**GIVEN TEXT:**

Which groups of fans are worth going after?

Money matters, and to Hasbro (and thus to the success of D&D Next), money is the only thing that matters.

And financially there are three effective levels of fans. A casual fan who comes to the table and plays - and may have the core books but will have very little else. A customer - who picks out the books he likes on a case by case basis. And a subscriber who puts down money for products before seeing them (D&D Insider members and Paizo AP subscribers come to mind).

A subscriber is worth massively more than a customer - and a player who doesn't buy books is worth little more than someone who doesn't play at all. A subscriber is a direct income stream straight to you and it's a reliable income stream - it's not only more lucrative (especially as many also buy the books), it's much better for planning and budgetting. So you have vastly fewer overheads. A subscriber is therefore worth many times an oridnary player to the company. At present, two groups have demonstrated that they are prepared to become subscribers - 4e players and PF players.

For the sales targets, D&D Next needs both. An audience that was only as big as PF's won't cut it. 4e was outselling PF until they stopped producing material for it. So we can say that the fanbases are within an order of magnitude of each other. The question is what of the untapped fanbases?

Current 3.5 (and even 3.0 fans) need to be heavily discounted when it comes to potential sales projections - either is worth a whole lot in sales than a current 4e or Pathfinder fan. Both groups have demonstrated (a) that having a currently supported game is not relevant to them. And (b) they aren't prepared to put money in to get an objectively improved game - instead preferring to stick with what they know. And I do believe that PF is an objectively better version of 3.5 than 3.5 is. So by sticking with 3.5, current 3.5 fans are declaring that neither ongoing support nor an improved game are worth their money. This is not a market likely to buy a new and different game. Almost all current 3.5 fans are people who have out and out rejected buying books and upgrading to an actually improved system. To monetise them at all requires miraculously changing their gaming habits.

So regardless of how many 3.5 and 3.0 fans there still are, their decision not even to switch to Pathfinder points out that they are economically worth almost nothing. They aren't book buyers except in rare cases, and they certainly aren't subscribers.

3.5 and 3.0 fans should therefore be almost entirely ignored from a business decision perspective. Or possibly given adventures and splats occasionally. But they are largely irrelevant - they aren't even customers and are happy with what they have.

**GIVEN ENTRIES:**
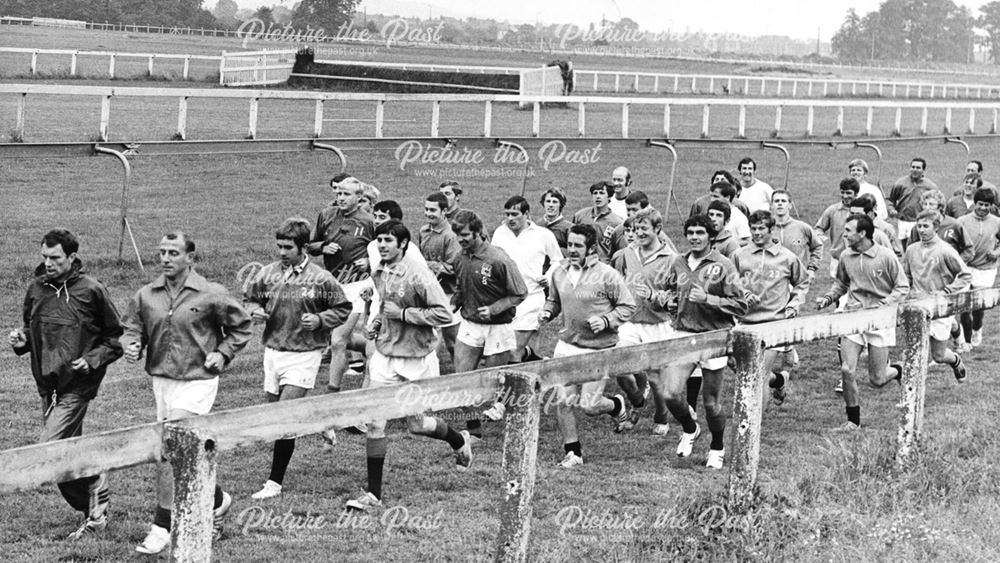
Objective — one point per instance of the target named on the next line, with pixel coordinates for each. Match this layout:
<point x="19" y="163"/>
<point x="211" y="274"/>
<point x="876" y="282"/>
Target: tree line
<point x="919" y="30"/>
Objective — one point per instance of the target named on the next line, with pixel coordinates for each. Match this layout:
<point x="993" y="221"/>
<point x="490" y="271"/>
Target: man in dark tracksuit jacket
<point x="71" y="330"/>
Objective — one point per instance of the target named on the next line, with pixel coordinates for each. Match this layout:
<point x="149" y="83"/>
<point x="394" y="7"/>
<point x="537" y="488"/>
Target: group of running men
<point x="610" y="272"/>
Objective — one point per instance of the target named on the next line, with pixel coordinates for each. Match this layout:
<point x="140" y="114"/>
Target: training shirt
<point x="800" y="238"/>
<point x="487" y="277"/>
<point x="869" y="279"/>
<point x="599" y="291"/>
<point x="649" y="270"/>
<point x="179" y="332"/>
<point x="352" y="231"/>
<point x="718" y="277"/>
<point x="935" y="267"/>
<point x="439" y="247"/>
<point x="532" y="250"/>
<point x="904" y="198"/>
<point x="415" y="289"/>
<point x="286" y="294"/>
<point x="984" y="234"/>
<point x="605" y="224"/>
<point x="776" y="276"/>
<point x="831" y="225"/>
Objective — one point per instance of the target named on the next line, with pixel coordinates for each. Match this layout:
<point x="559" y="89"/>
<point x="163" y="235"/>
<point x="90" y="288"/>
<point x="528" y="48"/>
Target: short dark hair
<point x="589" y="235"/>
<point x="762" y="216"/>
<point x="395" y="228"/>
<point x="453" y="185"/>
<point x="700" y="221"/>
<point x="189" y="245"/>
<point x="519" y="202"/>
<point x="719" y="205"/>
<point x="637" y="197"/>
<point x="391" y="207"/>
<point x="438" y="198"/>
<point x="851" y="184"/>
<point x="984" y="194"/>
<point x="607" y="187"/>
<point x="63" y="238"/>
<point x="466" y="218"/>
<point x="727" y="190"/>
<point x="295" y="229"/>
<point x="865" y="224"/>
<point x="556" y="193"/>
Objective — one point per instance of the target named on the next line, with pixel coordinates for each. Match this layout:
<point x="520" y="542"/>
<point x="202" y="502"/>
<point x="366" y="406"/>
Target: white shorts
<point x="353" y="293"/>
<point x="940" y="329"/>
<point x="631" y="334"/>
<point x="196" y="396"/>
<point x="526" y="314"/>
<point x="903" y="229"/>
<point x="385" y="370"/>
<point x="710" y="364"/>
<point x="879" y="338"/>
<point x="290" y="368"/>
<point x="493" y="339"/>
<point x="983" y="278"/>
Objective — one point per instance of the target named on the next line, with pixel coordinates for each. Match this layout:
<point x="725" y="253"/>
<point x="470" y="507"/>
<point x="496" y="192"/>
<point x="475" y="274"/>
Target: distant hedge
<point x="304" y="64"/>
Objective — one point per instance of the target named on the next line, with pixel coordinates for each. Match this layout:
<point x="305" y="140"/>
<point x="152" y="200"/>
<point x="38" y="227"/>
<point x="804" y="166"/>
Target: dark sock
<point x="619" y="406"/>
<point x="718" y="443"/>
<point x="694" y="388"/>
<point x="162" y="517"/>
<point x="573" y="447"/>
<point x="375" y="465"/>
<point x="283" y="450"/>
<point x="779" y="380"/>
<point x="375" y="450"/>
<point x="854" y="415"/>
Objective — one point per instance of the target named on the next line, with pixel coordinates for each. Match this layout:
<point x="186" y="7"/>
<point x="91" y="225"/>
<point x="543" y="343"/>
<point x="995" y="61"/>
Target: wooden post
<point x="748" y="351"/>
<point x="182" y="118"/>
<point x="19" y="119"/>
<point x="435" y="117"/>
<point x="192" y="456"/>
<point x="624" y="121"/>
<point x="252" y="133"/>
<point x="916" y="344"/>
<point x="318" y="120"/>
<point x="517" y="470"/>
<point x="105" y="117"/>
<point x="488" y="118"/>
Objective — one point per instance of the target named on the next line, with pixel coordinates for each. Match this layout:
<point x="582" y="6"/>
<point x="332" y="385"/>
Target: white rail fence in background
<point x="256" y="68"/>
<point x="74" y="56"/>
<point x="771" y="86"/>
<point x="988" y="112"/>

**TASKS AND EXERCISES:**
a) Answer these questions using the text about D&D fan groups:
(i) What three financial levels of fans does it name?
(ii) Which two groups have shown they are prepared to become subscribers?
(iii) Which game was 4e outselling before material for 4e stopped being produced?
b) List every line of the rows that contains the word "dark". Case counts.
The rows have no connection to the text about D&D fan groups.

**SOLUTIONS TO THE PROBLEMS:**
a)
(i) A casual fan, a customer, and a subscriber.
(ii) 4e players and PF players.
(iii) PF (Pathfinder).

b)
Target: man in dark tracksuit jacket
Target: short dark hair
Target: dark sock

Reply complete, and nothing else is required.